Suspeito que é necessário manter contactos regulares com os operadores turísticos estrangeiros com ligações à RAM (um deles, a TUI, alegadamente passando por enormes dificuldades e com despedimentos anunciados), aqueles que mais turistas garantiam à nossa terra, para perceber o que se passa na origem, nos mercados geradores de turismo, que constrangimentos e condicionalismos existem, que prioridades devem ser estabelecidas, etc. Duvido que nestes tempos de restrições isso seja possível e eficaz usando a videoconferência. Há momentos em que é preciso estar frente a frente, discutindo tudo cara-a-cara, com sinceridade e frontalidade. De forma pragmática, goste-se ou não de ouvir o que nos é dito.

● ● ● ●

Tarefa A ::
Enumere tudo o que, segundo o excerto citado, os contactos regulares com os operadores turísticos estrangeiros permitiriam perceber.
Tarefa B ::
Transcreva o trecho do excerto citado que começa nas palavras "Suspeito que é" e termina depois das palavras "nos é dito.".

Material fornecido ::

● ● ● ●

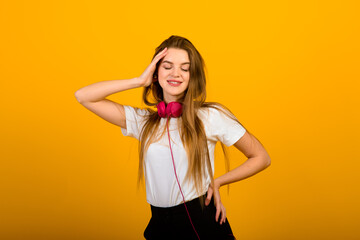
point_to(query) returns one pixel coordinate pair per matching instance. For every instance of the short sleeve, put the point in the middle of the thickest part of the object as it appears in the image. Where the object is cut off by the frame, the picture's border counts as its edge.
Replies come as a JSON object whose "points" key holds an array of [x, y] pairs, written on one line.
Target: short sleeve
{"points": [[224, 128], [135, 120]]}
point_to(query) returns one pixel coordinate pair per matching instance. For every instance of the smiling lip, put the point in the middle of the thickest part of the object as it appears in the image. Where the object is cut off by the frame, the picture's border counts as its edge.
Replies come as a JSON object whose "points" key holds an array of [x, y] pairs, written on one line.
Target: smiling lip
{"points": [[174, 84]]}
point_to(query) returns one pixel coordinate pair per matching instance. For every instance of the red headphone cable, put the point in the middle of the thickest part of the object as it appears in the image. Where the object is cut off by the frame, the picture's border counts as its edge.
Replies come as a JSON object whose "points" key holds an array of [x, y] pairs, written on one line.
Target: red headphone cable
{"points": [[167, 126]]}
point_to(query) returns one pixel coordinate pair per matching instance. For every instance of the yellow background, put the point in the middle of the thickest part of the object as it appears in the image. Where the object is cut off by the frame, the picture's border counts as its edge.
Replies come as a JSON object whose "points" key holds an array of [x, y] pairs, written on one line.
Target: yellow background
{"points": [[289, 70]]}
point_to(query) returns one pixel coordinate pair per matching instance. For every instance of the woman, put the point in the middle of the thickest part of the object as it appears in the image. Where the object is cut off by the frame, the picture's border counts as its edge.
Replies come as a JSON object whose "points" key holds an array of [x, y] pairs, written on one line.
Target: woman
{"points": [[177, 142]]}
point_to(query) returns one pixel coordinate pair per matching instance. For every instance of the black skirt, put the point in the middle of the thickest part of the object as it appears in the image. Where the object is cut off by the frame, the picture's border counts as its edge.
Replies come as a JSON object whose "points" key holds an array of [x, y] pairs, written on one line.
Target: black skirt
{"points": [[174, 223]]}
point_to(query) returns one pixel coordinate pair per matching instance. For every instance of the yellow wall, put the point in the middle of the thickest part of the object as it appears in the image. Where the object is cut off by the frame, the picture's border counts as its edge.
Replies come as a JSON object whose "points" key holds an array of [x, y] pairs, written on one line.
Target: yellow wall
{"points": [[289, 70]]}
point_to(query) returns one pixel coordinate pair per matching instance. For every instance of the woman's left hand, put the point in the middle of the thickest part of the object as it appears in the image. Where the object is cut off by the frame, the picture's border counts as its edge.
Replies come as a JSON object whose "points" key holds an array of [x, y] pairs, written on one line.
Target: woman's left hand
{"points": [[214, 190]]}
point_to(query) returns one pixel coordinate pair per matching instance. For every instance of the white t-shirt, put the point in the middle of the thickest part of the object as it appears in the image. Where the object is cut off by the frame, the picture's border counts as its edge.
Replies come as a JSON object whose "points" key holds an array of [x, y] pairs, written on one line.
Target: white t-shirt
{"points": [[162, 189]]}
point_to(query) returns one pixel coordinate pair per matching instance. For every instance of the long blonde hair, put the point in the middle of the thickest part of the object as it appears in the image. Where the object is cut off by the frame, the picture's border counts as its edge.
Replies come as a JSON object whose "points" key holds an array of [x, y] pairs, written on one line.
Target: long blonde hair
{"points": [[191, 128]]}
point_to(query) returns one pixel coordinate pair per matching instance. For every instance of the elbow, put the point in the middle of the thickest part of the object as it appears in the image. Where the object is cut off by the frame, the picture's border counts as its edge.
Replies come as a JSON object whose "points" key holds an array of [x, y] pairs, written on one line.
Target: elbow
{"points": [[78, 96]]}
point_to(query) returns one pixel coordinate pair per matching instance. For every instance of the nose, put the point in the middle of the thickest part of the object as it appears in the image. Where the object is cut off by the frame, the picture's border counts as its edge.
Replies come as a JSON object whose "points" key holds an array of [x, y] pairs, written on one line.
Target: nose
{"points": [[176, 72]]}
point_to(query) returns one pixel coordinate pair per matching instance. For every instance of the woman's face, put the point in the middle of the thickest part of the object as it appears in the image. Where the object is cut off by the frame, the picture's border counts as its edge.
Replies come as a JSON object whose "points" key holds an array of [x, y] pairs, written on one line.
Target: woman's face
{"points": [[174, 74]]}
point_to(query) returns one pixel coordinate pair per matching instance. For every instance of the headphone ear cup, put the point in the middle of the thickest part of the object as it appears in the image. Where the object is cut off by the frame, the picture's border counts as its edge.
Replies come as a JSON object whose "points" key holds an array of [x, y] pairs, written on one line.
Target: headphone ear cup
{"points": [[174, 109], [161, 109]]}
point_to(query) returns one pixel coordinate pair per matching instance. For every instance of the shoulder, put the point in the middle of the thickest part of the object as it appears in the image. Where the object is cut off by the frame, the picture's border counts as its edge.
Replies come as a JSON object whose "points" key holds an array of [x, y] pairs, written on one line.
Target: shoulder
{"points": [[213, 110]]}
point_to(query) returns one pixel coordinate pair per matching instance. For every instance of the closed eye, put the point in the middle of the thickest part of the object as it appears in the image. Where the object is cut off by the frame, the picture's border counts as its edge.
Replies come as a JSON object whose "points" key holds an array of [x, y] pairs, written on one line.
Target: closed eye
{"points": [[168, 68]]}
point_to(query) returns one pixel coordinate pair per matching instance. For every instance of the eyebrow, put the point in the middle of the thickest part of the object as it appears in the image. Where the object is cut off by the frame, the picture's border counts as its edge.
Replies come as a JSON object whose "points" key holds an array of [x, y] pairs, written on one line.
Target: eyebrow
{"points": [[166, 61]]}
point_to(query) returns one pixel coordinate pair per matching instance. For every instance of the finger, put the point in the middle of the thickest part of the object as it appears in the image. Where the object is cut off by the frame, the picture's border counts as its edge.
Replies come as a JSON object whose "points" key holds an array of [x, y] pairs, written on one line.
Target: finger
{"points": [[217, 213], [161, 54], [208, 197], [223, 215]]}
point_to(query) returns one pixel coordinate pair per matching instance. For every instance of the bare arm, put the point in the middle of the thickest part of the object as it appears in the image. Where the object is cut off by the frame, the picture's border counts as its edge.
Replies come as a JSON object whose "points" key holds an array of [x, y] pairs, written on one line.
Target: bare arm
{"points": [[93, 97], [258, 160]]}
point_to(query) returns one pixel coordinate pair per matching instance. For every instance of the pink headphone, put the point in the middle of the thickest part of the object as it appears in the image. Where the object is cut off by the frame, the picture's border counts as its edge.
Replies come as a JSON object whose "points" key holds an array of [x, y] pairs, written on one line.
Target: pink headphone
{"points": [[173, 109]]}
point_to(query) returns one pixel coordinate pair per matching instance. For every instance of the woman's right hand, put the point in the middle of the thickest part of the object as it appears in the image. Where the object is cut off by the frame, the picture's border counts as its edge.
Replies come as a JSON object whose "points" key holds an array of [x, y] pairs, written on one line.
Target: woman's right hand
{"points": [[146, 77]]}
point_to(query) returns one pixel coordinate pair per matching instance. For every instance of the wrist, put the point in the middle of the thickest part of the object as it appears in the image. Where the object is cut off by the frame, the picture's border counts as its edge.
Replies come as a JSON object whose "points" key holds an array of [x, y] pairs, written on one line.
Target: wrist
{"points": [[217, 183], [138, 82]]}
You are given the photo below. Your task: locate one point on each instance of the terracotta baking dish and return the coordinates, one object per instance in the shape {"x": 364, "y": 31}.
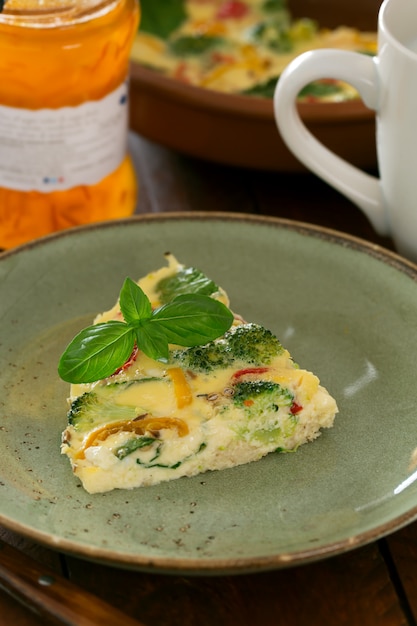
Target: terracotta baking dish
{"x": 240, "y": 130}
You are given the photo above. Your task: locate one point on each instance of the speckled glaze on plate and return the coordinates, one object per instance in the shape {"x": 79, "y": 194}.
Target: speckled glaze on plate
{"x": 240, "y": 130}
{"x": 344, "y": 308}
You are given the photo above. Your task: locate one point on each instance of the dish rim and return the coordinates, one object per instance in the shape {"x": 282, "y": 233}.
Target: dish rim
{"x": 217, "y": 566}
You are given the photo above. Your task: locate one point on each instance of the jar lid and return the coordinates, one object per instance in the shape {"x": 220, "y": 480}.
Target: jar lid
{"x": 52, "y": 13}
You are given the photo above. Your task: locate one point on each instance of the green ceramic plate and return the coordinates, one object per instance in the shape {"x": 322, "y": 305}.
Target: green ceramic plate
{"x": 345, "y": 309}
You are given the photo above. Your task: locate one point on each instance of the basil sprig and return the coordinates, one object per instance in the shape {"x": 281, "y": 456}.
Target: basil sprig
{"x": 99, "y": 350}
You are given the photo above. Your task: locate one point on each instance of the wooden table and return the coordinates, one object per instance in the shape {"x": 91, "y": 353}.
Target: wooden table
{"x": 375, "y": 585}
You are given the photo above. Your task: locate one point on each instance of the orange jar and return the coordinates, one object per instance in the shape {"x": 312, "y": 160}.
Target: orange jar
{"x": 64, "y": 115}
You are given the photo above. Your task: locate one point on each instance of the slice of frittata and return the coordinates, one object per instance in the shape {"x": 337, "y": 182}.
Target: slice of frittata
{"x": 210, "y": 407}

● ● ● ●

Resposta escrita A ::
- O que se passa na origem, nos mercados geradores de turismo
- Que constrangimentos e condicionalismos existem
- Que prioridades devem ser estabelecidas

Resposta escrita B ::
Suspeito que é necessário manter contactos regulares com os operadores turísticos estrangeiros com ligações à RAM (um deles, a TUI, alegadamente passando por enormes dificuldades e com despedimentos anunciados), aqueles que mais turistas garantiam à nossa terra, para perceber o que se passa na origem, nos mercados geradores de turismo, que constrangimentos e condicionalismos existem, que prioridades devem ser estabelecidas, etc. Duvido que nestes tempos de restrições isso seja possível e eficaz usando a videoconferência. Há momentos em que é preciso estar frente a frente, discutindo tudo cara-a-cara, com sinceridade e frontalidade. De forma pragmática, goste-se ou não de ouvir o que nos é dito.